Nurses worldwide facing mass trauma amid COVID-19 pandemic report

(Xinhua)09:53, January 14, 2021

GENEVA, Jan. 13 (Xinhua) — COVID-19 is causing mass trauma among the worlds nurses, and the global number of confirmed nurse deaths now exceeds 2,200, the International Council of Nurses (ICN) said Wednesday in a report.

With high levels of infections in the nursing workforce continuing, overstretched staff are experiencing increasing psychological distress in the face of ever-increasing workloads, continued abuse and protests by anti-vaccinators, the council said.

Preliminary findings from the councils new survey of its 130-plus national nurses associations (NNAs), coupled with studies by its NNAs and other sources, suggest that the COVID-19 effect is a unique and complex form of trauma, with potentially devastating consequences in both the short- and long-term for individual nurses and healthcare systems they work in, it said.

The councils data showed that, since the first wave of the pandemic, the proportion of nurses reporting mental health distress has risen from 60 percent to 80 percent in many countries.

The pandemic risks damaging the nursing profession for generations to come unless governments take action now to address the COVID-19 effect, it said.

The world is already short of six million nurses, with another four million due to reach retirement age in the next ten years. With the COVID-19 effect potentially leading to even more nurses leaving the profession, governments must act now to protect the nursing profession, it said.

According to the council, the Japanese Nursing Association says 15 percent of hospitals across Japan had nurses resigning their jobs, and some 20 percent of nurses reported that they had experienced discrimination or prejudice amid the spread of the first wave of the pandemic.

The American Nurses Association reports 51 percent overwhelmed. Other reports from the U.S. show 93 percent of healthcare workers were experiencing stress, 76 percent reported exhaustion and burnout, and nurse-to-patient ratios increased three-fold.

Howard Catton, CEO of the council, explained that not only nurses are dealing with relentless, unprecedented demands from their patients, resulting in physical exhaustion, they also have to deal with rising death numbers, distress from patients relatives, concern about lack of equipment and abuse from various communities.

We are witnessing a unique and complex occupational trauma that is affecting the global nursing workforce, he said.

COVID-19 has exposed the fault lines in our healthcare systems, but if nations do not take immediate action to shore them up unbreachable chasms will be created with potentially devastating effects, Catton said.

**What needs to be done**
According to the nurses report, by how much has the proportion of nurses reporting mental health distress risen since the first wave of the pandemic?

(Items from a data source)
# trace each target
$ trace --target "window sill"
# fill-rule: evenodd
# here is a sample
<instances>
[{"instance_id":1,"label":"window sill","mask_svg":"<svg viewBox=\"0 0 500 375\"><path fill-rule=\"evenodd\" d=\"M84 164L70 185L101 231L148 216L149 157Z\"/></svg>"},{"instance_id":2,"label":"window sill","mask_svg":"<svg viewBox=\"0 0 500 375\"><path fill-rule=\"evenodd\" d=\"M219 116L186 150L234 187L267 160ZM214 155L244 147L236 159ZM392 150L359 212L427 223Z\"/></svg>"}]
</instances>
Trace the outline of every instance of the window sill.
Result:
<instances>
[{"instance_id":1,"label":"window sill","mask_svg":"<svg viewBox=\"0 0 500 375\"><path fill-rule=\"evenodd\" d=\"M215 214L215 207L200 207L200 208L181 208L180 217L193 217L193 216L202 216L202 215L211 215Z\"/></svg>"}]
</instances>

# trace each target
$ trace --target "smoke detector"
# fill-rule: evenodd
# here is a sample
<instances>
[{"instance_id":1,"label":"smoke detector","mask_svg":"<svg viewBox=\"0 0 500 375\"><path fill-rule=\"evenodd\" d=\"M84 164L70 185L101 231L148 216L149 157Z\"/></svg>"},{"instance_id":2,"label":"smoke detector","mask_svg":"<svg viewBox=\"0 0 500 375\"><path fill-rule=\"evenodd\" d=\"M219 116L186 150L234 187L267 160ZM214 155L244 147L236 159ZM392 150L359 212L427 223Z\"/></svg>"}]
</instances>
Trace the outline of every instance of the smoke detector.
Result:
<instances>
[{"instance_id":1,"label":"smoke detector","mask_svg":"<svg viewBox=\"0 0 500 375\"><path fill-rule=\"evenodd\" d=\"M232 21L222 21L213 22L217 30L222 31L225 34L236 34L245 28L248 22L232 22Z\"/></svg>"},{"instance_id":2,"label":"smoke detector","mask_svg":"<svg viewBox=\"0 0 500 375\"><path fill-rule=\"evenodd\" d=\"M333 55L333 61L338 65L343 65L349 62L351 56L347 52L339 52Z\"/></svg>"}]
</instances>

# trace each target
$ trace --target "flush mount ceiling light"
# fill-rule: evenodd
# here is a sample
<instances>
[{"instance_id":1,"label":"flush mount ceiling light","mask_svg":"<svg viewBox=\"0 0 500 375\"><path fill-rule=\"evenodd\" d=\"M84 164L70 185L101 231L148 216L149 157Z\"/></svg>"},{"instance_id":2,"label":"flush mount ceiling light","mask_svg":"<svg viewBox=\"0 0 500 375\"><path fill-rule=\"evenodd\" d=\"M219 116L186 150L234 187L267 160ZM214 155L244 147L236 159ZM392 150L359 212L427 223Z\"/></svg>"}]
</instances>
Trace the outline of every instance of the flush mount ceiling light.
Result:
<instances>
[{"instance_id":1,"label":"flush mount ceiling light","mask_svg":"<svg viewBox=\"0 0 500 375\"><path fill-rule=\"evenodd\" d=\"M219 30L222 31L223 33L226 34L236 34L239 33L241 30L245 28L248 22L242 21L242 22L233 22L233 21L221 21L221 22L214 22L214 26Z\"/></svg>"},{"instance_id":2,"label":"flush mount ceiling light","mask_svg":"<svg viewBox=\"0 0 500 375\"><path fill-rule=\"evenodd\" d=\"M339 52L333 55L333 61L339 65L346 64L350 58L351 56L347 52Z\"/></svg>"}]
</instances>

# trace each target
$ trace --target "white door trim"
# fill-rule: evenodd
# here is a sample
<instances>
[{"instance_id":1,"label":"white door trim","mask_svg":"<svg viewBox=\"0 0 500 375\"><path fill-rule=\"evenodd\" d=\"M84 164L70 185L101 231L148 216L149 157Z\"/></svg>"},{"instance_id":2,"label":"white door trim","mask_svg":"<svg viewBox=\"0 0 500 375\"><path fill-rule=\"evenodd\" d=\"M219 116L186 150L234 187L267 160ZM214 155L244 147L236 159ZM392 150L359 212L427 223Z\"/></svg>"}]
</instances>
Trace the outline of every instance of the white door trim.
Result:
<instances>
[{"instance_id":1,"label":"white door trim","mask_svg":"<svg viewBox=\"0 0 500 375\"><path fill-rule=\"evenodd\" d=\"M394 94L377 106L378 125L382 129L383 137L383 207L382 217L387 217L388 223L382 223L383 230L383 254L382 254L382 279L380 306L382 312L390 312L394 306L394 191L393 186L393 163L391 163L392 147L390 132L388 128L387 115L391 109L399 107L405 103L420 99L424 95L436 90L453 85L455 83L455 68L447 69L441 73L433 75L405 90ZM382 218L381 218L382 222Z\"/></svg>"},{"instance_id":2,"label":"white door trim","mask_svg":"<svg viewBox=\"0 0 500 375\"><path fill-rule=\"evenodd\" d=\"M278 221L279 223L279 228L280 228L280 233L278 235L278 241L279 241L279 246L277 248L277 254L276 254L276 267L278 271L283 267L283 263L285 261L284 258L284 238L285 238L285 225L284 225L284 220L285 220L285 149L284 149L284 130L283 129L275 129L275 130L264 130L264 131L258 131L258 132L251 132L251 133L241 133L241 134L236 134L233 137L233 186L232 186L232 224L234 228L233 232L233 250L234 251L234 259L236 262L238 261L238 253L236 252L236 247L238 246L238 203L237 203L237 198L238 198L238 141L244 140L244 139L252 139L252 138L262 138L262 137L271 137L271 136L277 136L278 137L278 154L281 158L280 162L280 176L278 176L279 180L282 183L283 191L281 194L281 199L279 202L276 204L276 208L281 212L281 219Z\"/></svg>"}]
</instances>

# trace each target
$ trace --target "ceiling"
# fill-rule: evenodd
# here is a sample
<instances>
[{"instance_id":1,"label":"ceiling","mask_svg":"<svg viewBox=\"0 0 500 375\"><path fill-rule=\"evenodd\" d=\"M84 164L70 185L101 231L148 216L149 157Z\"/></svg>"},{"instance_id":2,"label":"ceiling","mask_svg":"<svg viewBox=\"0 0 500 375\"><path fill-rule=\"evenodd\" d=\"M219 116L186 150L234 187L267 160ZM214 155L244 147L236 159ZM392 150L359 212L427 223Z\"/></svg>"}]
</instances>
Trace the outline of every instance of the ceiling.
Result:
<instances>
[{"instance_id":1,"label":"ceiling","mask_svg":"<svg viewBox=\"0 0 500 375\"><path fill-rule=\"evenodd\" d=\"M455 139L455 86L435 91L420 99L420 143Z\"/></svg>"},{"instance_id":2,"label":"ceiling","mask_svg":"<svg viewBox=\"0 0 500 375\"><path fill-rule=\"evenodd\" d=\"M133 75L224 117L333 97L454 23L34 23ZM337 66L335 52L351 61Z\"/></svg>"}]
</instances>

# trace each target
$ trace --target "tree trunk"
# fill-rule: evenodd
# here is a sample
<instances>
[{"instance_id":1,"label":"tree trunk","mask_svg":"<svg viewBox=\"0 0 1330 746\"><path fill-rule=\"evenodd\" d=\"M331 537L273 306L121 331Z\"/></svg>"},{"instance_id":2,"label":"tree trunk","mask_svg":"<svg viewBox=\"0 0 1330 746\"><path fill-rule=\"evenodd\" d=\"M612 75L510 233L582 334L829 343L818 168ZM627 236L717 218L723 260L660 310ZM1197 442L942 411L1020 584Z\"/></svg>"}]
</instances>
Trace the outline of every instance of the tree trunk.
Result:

**Answer area**
It has risen from 60 percent to 80 percent in many countries.